(Stored dataset items)
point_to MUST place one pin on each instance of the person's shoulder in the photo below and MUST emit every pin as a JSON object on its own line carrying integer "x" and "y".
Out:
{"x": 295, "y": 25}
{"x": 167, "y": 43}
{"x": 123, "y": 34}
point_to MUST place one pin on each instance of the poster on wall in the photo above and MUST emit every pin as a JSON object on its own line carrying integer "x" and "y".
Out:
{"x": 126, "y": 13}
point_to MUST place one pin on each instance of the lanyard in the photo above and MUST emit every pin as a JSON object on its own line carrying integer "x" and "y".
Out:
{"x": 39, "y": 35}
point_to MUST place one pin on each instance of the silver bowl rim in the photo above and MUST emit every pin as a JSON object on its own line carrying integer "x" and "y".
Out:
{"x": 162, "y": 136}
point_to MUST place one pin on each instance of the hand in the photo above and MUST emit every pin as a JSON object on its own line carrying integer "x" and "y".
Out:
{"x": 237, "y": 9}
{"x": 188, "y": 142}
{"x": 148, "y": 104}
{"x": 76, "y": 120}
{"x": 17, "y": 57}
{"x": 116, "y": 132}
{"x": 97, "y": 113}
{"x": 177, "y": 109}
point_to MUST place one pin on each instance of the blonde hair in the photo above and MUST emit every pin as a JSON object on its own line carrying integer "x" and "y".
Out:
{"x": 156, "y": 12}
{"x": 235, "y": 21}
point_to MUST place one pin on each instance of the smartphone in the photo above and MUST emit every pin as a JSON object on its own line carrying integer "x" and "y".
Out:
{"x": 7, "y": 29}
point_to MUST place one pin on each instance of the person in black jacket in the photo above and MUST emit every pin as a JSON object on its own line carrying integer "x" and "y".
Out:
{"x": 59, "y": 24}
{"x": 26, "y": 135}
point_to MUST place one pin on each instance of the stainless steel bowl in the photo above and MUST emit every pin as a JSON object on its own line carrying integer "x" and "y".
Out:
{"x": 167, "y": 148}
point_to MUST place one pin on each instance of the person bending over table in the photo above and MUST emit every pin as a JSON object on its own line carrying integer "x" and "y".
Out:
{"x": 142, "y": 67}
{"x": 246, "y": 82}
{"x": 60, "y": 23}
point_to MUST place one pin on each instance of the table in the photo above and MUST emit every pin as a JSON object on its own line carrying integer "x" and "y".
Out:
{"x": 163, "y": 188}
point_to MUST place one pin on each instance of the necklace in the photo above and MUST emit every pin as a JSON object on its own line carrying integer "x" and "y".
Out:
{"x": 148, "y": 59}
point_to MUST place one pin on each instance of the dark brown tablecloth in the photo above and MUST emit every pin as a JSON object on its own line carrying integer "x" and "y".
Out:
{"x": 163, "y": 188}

YOUR TASK: Copy out the records above without altering anything.

TASK RESPONSE:
point_to MUST place one pin on each instance of the person's shoulder in the photo below and MUST emit every pin as a JSON object on its own line carrying integer "x" and "y".
Out:
{"x": 295, "y": 25}
{"x": 167, "y": 43}
{"x": 123, "y": 34}
point_to MUST place one pin on each instance of the poster on wall in the photo above and MUST emit every pin as a JSON object on its own line carrying integer "x" and "y".
Out:
{"x": 126, "y": 13}
point_to MUST place one pin on each instance of the lanyard in the photo above and MUST emit every pin as a JSON object on its own line carrying integer "x" and "y".
Out:
{"x": 39, "y": 35}
point_to MUST place one pin on each instance of the silver bowl rim in the photo above and MUST emit every pin as a JSON object on its own line carrying integer "x" and "y".
Out:
{"x": 162, "y": 136}
point_to MUST place one pin on each instance of the hand in the photo above and MUST emit every pin as a JSON object on its own line carrying integer "x" and "y".
Out:
{"x": 237, "y": 9}
{"x": 188, "y": 142}
{"x": 148, "y": 104}
{"x": 76, "y": 120}
{"x": 17, "y": 57}
{"x": 116, "y": 132}
{"x": 97, "y": 113}
{"x": 177, "y": 109}
point_to MUST place one pin on each instance of the blonde hair in the photo above and MUST emit every pin as a JSON object on its own line carrying integer "x" and "y".
Out:
{"x": 156, "y": 12}
{"x": 235, "y": 21}
point_to MUST place one pin on each instance of the smartphone in the photo above and MUST emit every pin as a JSON object on its own line carrying integer "x" and "y".
Out:
{"x": 7, "y": 29}
point_to MUST place one pin on each instance of the person in black jacket in the photo above and MUST emit every pin as a JSON object on its own line carrying integer "x" and "y".
Out:
{"x": 59, "y": 24}
{"x": 26, "y": 135}
point_to MUST place one pin on each instance of the stainless steel bowl in the photo above and MUST emit every pin as a JSON object on its own line carrying integer "x" and "y".
Out:
{"x": 167, "y": 148}
point_to MUST place one pin on each instance of the person bending over table in the photo above and MUST emit every pin as a JSON object on its own line carrying integer "x" and "y".
Out:
{"x": 142, "y": 67}
{"x": 246, "y": 82}
{"x": 60, "y": 23}
point_to MUST place one pin on each instance of the table in the photo above and MUST emit every pin as a JSON object on its own line carrying integer "x" and "y".
Out:
{"x": 163, "y": 188}
point_to MUST place one pin on each instance of the necklace in the photo above and MUST emit every pin as a JSON object on its own line carrying integer "x" and "y".
Out:
{"x": 148, "y": 59}
point_to MUST place one pin on each instance of the dark brown tablecloth in the photo above and MUST emit every pin as a JSON object on its own line carrying integer "x" and "y".
Out:
{"x": 163, "y": 188}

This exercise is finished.